How to complete this task – Report every line of the records below that contains the word "dress".

[Entries taken from a collection]
BEGIN

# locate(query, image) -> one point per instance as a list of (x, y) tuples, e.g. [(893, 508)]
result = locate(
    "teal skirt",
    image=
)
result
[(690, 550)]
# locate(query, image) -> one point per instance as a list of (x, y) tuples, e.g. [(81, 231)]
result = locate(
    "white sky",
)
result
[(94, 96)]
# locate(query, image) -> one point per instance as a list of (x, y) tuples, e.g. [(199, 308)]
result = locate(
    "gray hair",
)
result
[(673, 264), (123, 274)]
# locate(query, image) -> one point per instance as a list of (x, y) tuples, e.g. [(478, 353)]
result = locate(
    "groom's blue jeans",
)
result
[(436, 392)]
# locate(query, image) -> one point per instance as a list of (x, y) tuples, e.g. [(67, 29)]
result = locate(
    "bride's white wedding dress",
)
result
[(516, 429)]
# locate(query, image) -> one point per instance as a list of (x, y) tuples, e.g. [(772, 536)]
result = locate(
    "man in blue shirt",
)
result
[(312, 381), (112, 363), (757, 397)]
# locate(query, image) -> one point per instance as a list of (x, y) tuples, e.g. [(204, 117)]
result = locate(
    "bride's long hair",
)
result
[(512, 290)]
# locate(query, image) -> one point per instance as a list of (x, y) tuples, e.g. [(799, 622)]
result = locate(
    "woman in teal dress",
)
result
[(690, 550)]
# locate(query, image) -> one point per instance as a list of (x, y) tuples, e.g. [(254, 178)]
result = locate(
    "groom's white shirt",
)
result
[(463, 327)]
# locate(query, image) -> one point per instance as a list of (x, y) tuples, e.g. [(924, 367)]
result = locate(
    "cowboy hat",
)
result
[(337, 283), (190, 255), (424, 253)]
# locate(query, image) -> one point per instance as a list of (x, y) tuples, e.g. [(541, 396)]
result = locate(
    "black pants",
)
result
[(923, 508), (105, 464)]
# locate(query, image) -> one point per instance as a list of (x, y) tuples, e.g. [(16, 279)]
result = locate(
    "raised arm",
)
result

END

Completed task –
    "bride's white wedding dress",
    "woman in teal dress",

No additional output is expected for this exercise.